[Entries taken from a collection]

= = = = = = =

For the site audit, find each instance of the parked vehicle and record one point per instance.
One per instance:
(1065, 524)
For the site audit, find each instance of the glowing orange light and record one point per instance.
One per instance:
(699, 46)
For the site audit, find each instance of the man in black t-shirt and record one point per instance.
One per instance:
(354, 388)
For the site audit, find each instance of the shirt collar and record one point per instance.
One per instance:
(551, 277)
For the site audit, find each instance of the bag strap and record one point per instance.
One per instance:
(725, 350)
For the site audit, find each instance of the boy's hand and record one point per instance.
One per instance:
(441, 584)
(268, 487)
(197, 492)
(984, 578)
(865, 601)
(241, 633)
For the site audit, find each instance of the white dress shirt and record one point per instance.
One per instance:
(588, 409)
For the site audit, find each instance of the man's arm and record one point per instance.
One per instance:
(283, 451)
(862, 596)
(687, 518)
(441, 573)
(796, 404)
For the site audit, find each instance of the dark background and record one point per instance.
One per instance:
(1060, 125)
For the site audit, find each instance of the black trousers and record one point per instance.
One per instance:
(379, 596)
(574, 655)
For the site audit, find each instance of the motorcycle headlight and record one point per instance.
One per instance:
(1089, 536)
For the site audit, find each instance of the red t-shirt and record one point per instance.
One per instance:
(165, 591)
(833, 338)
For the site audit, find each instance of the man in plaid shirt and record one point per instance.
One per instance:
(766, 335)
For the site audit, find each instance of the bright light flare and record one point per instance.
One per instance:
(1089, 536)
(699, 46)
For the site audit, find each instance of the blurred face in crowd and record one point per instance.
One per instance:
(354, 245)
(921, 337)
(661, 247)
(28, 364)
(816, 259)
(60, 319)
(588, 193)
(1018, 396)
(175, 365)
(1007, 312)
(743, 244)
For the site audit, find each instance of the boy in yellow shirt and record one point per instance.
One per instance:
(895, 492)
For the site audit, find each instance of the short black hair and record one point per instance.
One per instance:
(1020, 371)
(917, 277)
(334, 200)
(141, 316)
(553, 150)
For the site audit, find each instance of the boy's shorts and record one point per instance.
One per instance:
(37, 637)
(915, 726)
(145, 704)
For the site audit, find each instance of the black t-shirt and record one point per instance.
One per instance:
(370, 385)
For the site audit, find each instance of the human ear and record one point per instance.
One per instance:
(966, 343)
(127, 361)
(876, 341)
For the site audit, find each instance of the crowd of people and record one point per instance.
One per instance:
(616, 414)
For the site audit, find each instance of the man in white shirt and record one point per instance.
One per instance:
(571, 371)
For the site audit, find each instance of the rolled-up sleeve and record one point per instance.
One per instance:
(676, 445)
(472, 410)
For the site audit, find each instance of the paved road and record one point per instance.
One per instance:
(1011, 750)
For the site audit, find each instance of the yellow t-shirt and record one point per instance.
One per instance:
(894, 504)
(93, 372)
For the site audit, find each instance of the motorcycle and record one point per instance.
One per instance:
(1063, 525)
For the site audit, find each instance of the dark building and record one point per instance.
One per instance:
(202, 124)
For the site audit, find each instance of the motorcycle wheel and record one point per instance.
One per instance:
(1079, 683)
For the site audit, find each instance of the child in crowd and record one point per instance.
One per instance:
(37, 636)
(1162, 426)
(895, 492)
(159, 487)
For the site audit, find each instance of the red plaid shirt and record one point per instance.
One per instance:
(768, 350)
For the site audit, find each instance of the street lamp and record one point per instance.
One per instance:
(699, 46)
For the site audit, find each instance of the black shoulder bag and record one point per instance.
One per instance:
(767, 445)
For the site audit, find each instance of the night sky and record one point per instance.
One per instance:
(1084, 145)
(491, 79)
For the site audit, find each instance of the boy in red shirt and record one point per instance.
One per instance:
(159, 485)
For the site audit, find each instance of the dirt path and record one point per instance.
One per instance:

= = = = = = =

__Exercise prompt__
Reproduce each line of the data above verbatim.

__Solution for this problem__
For the site audit, find each instance of the parked vehicle and record one point per instance.
One per instance:
(1065, 524)
For the site audit, find each instance of the glowing orange light and record one point per instance.
One per instance:
(699, 46)
For the site audit, find each instance of the man in black t-shirt and record one point per instance.
One per instance:
(354, 388)
For the site audit, find each instance of the shirt collar and record one point per instance.
One per instance:
(551, 277)
For the site audit, find each instance of the bag strap and record one point per instance.
One per instance:
(725, 350)
For the site audit, find each instance of the boy's hand and record one point per instance.
One per instance:
(441, 584)
(268, 487)
(197, 492)
(984, 578)
(865, 601)
(241, 633)
For the site audit, find each instance of the white dress shirt and record one point per instance.
One per instance:
(588, 409)
For the site audit, find each instance of the man's arm and record one point per instance.
One per instance:
(283, 451)
(862, 596)
(687, 518)
(441, 573)
(796, 404)
For the site audit, find each instance of the dark background and record one point per instance.
One per instance:
(1060, 125)
For the site audit, find each instance of the black trousers and record one point per instance.
One per instance:
(379, 596)
(574, 655)
For the site audit, find each instance of the motorcycle headlight and record one point per instance.
One per instance:
(1089, 536)
For the site audit, find each instance of the red t-shirt and record one point per instance.
One per instance:
(165, 591)
(833, 338)
For the site audit, find each instance of the man in plaid shirt and record one point per instance.
One per instance:
(766, 335)
For the site audit, find each instance of the bright light flare and record one point per instance.
One per instance:
(1089, 536)
(699, 46)
For the site audit, find each instance of the blurred face in crowd and record one point per instance.
One per instance:
(354, 245)
(921, 337)
(661, 247)
(28, 364)
(816, 259)
(60, 319)
(588, 193)
(1018, 396)
(175, 365)
(1007, 312)
(743, 244)
For the site audit, find each instance of the boy in yellow shirt and record one point per instance.
One per instance:
(895, 492)
For the site audit, find each instance of the short black hair and record one point per instance.
One per instance:
(1020, 371)
(917, 277)
(334, 200)
(141, 316)
(553, 150)
For the site audit, find each instance of the boy's shorts and record one point per instance.
One per instance:
(37, 637)
(915, 726)
(145, 704)
For the site audit, find each instance of the black t-shirt and record one point per instance.
One per instance:
(370, 385)
For the site audit, find each instance of the human ear and record one point per instance.
One per instance:
(966, 343)
(127, 361)
(876, 341)
For the site audit, find each instance of the crowd of people and record one point per instance.
One per instance:
(616, 414)
For the site audit, find each instance of the man in white shirt and record one point per instance.
One per instance:
(571, 371)
For the site audit, find each instance of the rolled-up sleeve and record one point per instance.
One per instance:
(676, 445)
(472, 410)
For the site audit, find each instance of the paved road and record one point per instance.
One per instance:
(1011, 750)
For the site audit, find each instance of the yellow t-shirt and record one point per instance.
One per instance:
(894, 504)
(93, 372)
For the site audit, find each instance of the motorcycle and record one point per instance.
One per instance:
(1063, 525)
For the site audit, find each instance of the dark building and record one point per instance.
One per instance:
(202, 124)
For the site audit, find each instance of the motorcycle wheel and record one point per instance.
One per instance:
(1079, 683)
For the site audit, find each instance of the child in crowd and record one point per instance.
One per instance:
(37, 636)
(1162, 426)
(895, 492)
(159, 487)
For the site audit, find each instance of the red plaid shirt and record one point per instance.
One per instance:
(768, 350)
For the site audit, find each instance of the street lamp and record one point per instance.
One per instance:
(699, 46)
For the site audit, find each instance of the black shoulder bag and record one point per instance.
One per instance:
(767, 445)
For the site audit, find each instance of the night sky and record one point per instance.
One per instance:
(1084, 145)
(491, 79)
For the site audit, find each instance of the boy in red shirt and record one point per instance.
One per instance:
(159, 485)
For the site audit, find each instance of the dirt path and record one point per instance.
One per instance:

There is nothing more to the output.